_Requirements_
Substitute "canoe" for "boat" throughout the entries below, and give them again with nothing else changed.

_Data to use_

-----

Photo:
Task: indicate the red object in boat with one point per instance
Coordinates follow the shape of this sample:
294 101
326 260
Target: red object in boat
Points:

-----

_Finished task_
Photo:
Task: indicate the red object in canoe with one point per instance
Coordinates follow the shape of this sample:
294 101
326 260
Target: red object in canoe
Points:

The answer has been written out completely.